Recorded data

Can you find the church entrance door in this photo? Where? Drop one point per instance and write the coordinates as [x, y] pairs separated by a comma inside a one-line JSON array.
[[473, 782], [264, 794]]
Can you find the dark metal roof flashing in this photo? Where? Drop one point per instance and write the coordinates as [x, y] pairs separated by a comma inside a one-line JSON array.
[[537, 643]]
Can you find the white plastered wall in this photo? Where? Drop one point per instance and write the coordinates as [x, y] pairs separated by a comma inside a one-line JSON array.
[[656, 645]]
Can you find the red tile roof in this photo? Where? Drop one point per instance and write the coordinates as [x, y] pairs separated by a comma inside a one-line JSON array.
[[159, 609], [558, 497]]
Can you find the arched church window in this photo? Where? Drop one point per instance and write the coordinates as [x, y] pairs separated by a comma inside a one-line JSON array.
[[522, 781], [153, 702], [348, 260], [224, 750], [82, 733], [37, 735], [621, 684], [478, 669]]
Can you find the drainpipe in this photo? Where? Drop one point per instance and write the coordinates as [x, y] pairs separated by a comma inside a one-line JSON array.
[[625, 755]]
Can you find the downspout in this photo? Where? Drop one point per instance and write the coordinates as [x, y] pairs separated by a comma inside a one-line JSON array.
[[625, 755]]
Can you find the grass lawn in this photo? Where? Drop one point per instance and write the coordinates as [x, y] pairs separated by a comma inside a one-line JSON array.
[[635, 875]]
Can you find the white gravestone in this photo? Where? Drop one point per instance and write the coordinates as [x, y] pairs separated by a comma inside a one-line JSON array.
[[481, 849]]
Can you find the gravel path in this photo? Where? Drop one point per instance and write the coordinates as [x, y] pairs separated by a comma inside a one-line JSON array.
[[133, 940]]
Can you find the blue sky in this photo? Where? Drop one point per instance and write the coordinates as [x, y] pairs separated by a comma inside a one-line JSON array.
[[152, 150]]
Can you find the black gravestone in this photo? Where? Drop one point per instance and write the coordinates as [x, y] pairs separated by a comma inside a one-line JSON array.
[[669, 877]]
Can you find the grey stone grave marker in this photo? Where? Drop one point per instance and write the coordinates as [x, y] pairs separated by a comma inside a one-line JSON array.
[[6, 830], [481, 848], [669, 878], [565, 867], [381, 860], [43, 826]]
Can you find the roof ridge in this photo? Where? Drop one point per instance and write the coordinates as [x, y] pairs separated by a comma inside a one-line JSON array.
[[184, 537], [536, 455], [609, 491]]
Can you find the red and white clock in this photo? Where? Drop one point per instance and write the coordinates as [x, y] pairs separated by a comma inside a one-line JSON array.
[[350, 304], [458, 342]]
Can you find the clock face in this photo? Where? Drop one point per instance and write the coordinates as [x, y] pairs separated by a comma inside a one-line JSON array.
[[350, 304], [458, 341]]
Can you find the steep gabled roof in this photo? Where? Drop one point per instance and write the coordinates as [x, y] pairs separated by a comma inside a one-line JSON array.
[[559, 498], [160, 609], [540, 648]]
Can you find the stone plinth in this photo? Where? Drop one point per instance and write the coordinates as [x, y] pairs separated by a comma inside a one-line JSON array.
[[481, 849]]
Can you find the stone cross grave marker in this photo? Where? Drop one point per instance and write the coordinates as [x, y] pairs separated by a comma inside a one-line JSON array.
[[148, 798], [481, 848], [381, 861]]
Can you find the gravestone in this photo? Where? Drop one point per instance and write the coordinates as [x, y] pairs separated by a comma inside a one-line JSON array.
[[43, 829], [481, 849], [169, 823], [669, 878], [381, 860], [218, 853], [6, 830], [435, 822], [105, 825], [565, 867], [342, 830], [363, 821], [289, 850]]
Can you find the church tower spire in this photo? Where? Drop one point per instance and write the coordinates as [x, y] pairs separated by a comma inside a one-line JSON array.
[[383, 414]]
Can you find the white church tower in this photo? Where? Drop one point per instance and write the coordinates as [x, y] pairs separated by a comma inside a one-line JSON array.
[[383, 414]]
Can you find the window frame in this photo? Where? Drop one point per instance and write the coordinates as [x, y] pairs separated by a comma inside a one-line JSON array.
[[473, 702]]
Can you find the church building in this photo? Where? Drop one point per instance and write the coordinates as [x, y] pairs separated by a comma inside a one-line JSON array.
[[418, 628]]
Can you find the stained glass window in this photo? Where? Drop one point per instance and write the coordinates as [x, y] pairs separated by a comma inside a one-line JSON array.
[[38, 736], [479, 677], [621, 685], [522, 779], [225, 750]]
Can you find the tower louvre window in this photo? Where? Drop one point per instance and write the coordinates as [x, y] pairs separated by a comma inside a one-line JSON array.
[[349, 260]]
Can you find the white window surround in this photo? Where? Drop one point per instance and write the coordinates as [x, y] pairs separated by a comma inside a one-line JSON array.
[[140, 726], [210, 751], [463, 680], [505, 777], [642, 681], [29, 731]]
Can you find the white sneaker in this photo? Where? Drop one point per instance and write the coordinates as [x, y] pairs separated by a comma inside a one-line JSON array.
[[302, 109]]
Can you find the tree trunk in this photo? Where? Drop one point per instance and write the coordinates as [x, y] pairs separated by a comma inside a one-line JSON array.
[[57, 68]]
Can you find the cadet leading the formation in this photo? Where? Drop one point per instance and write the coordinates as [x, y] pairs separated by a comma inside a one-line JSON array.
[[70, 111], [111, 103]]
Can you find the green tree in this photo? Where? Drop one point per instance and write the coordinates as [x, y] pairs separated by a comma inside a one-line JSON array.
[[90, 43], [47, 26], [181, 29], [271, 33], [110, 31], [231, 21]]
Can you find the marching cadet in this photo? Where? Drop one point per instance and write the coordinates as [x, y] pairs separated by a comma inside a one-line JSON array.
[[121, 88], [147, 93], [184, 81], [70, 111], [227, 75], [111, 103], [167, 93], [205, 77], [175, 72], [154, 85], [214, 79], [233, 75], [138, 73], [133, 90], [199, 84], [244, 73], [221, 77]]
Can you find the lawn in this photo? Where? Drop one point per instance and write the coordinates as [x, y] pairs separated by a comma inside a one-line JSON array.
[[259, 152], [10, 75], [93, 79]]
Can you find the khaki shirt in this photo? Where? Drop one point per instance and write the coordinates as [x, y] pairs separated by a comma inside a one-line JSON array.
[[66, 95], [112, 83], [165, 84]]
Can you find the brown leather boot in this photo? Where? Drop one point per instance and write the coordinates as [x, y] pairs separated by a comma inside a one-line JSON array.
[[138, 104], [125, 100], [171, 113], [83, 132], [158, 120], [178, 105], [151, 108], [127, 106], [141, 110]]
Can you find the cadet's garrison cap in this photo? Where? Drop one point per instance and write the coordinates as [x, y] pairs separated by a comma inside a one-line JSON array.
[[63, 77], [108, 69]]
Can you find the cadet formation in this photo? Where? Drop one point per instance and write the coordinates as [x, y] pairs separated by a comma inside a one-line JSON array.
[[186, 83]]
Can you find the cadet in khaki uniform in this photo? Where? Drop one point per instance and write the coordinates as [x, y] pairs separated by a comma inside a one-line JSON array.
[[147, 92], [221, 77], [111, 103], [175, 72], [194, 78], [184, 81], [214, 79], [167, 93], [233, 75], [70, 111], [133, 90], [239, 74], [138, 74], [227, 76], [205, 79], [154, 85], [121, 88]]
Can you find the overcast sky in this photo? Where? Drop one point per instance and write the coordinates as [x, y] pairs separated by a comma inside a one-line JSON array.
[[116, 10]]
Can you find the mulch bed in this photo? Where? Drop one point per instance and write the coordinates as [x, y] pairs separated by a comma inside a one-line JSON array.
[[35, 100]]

_Problem to work on_
Put every line of the records above into a Markdown table with two columns, Row and Line. Number the rows in order and leave out any blank lines.

_Result for this task_
| Row | Line |
|---|---|
| 1 | Can you find the church entrance door in this photo? Where? Drop one point per instance and write the coordinates as [x, y] pairs separated by a comma inside a one-line JSON array. |
| 2 | [[473, 782], [264, 794]] |
| 3 | Can you find the dark metal roof flashing in this photo? Where? Drop one point per instance and write the coordinates as [x, y] pairs separated by a comma inside a one-line JSON array. |
| 4 | [[537, 643]] |
| 5 | Can you find the white plastered wall in this photo? Where? Drop one point per instance and write the coordinates as [x, y] pairs separated by a comma inside a one-line JSON array. |
| 6 | [[656, 645]] |
| 7 | Can you find the red tile roof in this photo? Where? Drop one point per instance and write the coordinates as [x, y] pairs separated by a comma inside a one-line JSON array. |
| 8 | [[159, 609], [558, 497]] |
| 9 | Can you find the arched church window in this photo? Where? Drop one point per instance and write the coordinates as [x, y] pairs separated by a comma inside a one-line JSON array. |
| 10 | [[522, 781], [153, 702], [348, 260], [224, 750], [82, 733], [37, 735], [621, 684], [478, 669]] |
| 11 | Can you find the drainpipe in this photo? Where? Drop one point per instance and write the coordinates as [x, y] pairs separated by a comma inside a one-line JSON array. |
| 12 | [[625, 755]] |
| 13 | Can you find the downspout in this photo? Where? Drop one point per instance and write the coordinates as [x, y] pairs separated by a comma inside a one-line JSON array. |
| 14 | [[625, 755]] |
| 15 | Can you find the grass lawn in this photo? Where? Drop one point per instance and write the coordinates as [x, y] pairs separated by a comma inside a one-line JSON array. |
| 16 | [[635, 875]] |
| 17 | Can you find the white gravestone in this photo? Where? Drop one point per instance and write the coordinates as [x, y] pairs separated by a comma inside a one-line JSON array. |
| 18 | [[481, 849]] |
| 19 | Can you find the gravel path in this photo? Where? Drop one point per instance and write the coordinates as [x, y] pairs separated by a comma inside a one-line JSON array. |
| 20 | [[133, 940]] |
| 21 | Can you find the blue sky in this photo? Where? Drop one point per instance and write the coordinates as [x, y] pairs separated by a comma inside a one-line JSON array. |
| 22 | [[152, 150]] |
| 23 | Can you find the black gravestone in this photo? Where? Drop one point per instance and write the coordinates as [x, y] pairs separated by a comma inside a one-line JSON array. |
| 24 | [[669, 877]] |
| 25 | Can you find the grey stone grave marker in this photo? Where? Drop one point per instance and write the coordinates as [x, y] pairs separated by a comma inside a one-line JSON array. |
| 26 | [[6, 830], [481, 848], [669, 878], [565, 867], [381, 860], [43, 826]] |
| 27 | Can you find the roof ridge in this photo? Where? Drop one point per instance and write the coordinates as [x, y] pairs separated by a comma inside a one-line JSON array. |
| 28 | [[184, 537], [536, 455], [609, 491]] |
| 29 | Can you find the red and white clock in this photo? Where? Drop one point per instance and write the coordinates as [x, y] pairs separated by a comma inside a one-line JSON array. |
| 30 | [[350, 304], [458, 342]] |
| 31 | Can you find the clock face in this photo? Where? Drop one point per instance and write the coordinates as [x, y] pairs separated by a comma inside a one-line JSON array. |
| 32 | [[350, 304], [458, 341]] |
| 33 | Can you find the steep gabled roof in this photo? Where? Drop one point per instance and write the coordinates as [x, y] pairs separated by a comma inside a one-line JSON array. |
| 34 | [[559, 498], [160, 609], [540, 648]] |
| 35 | Can you find the stone plinth in this photo? Where? Drop one point per instance and write the coordinates as [x, y] pairs separated by a comma inside a one-line JSON array. |
| 36 | [[481, 849]] |
| 37 | Can you find the stone cross grave marker in this photo? Where? Drop one point per instance and write the coordinates as [x, y] pairs separated by a comma inside a one-line JSON array. |
| 38 | [[148, 798], [481, 848], [381, 861]] |
| 39 | Can you find the gravestone in this photo? Where? Drop one point per instance and write the coordinates as [x, y] pairs separated by a comma inside a one-line JSON array. |
| 40 | [[43, 829], [481, 849], [169, 823], [669, 878], [381, 860], [218, 853], [6, 830], [435, 822], [105, 825], [565, 867], [342, 830], [363, 821], [289, 850]] |
| 41 | Can you find the church tower spire in this photo? Where? Drop one point per instance and write the coordinates as [x, y] pairs separated by a comma inside a one-line JSON array. |
| 42 | [[383, 414]] |
| 43 | Can you find the white church tower in this photo? Where? Drop one point per instance and write the coordinates as [x, y] pairs separated by a comma inside a one-line JSON array. |
| 44 | [[383, 414]] |
| 45 | Can you find the window frame in this photo? Where? Drop one point per instance and write the coordinates as [x, y] pairs separated by a comma inside a one-line JSON array. |
| 46 | [[473, 702]] |
| 47 | Can you find the church building in this photo? Where? Drop one point per instance and write the coordinates as [x, y] pairs separated by a comma inside a one-line JSON array. |
| 48 | [[418, 628]] |
| 49 | Can you find the stained glass window in this photo? Where? Drop one point per instance and write the coordinates as [x, y] pairs separated by a comma inside a one-line JSON array. |
| 50 | [[38, 736], [479, 677], [621, 685], [522, 779], [225, 750]] |
| 51 | Can you find the tower louvre window in this photo? Where? Drop one point per instance and write the coordinates as [x, y] pairs separated by a comma inside a one-line JSON array. |
| 52 | [[349, 260]] |
| 53 | Can you find the white window surround in this photo? Where? Drop one point per instance and write the coordinates as [x, y] pairs separated by a comma inside a one-line JSON array. |
| 54 | [[140, 726], [210, 751], [463, 680], [505, 777], [642, 681], [29, 731]] |
| 55 | Can you find the white sneaker in this photo? Where? Drop one point per instance and write the coordinates as [x, y] pairs separated by a comma inside a one-line JSON array. |
| 56 | [[302, 109]] |
| 57 | Can you find the tree trunk in this photo? Where? Drop one point per instance and write the coordinates as [x, y] pairs separated by a comma inside a one-line JSON array. |
| 58 | [[57, 68]] |
| 59 | Can you find the cadet leading the formation in this photo? Where? Drop one point per instance and write the coordinates as [x, y] pairs separated by a comma inside a one-line JSON array. |
| 60 | [[70, 111], [111, 103]] |
| 61 | Can you find the green tree in this photo? Where? Drop one point per instance and write the coordinates as [x, y] pairs separated by a comma inside a one-line JSON array. |
| 62 | [[90, 43], [47, 26], [181, 29], [271, 33], [110, 31], [231, 21]] |
| 63 | Can you find the marching cadet in this photo? Where? Drop one point per instance and write the coordinates as [x, y] pairs separated by a comma inside a one-line JSON array. |
| 64 | [[121, 88], [147, 93], [184, 81], [70, 111], [227, 75], [111, 103], [167, 93], [205, 77], [175, 72], [154, 85], [214, 79], [233, 75], [138, 73], [133, 90], [199, 84], [244, 73], [221, 77]] |
| 65 | Can you find the lawn in this photo? Where? Drop one point per instance and write the coordinates as [x, y] pairs separated by a comma inside a one-line JSON array. |
| 66 | [[259, 152], [10, 75], [93, 79]] |
| 67 | Can you find the khaki shirt in this photo? Where? Drop one point per instance and write the coordinates as [x, y] pairs separated by a comma inside a one-line JSON array. |
| 68 | [[66, 95], [112, 83], [165, 84]] |
| 69 | Can you find the brown leather boot in this photo? Where? Drop one point per instance and write the coordinates as [x, y] pairs separated by a comma inside a one-line JSON array. |
| 70 | [[138, 104], [125, 100], [171, 113], [83, 132], [158, 120], [178, 105], [151, 108], [127, 106], [141, 110]] |
| 71 | Can you find the cadet's garrison cap in this photo? Where? Drop one point per instance and write the coordinates as [x, y] pairs separated by a comma inside a one-line JSON array. |
| 72 | [[63, 77], [108, 69]] |
| 73 | Can you find the cadet formation in this photo? Where? Drop one point per instance and write the coordinates as [x, y] pairs separated by a comma inside a one-line JSON array. |
| 74 | [[186, 83]] |
| 75 | Can you find the cadet in khaki uniform in this photo? Where? Drop one point per instance and write the coordinates as [x, y] pairs separated by a comma inside a one-line JSON array. |
| 76 | [[147, 92], [221, 77], [111, 103], [175, 72], [194, 78], [184, 81], [214, 79], [167, 93], [233, 75], [70, 111], [133, 90], [239, 74], [138, 74], [227, 76], [205, 79], [154, 85], [121, 88]] |
| 77 | Can you find the overcast sky in this photo? Where? Drop one point per instance and write the coordinates as [x, y] pairs separated by a comma inside a one-line JSON array. |
| 78 | [[116, 10]] |
| 79 | Can you find the mulch bed in this photo? Where? Drop one point per instance and write the coordinates as [x, y] pairs separated by a comma inside a one-line JSON array. |
| 80 | [[35, 100]] |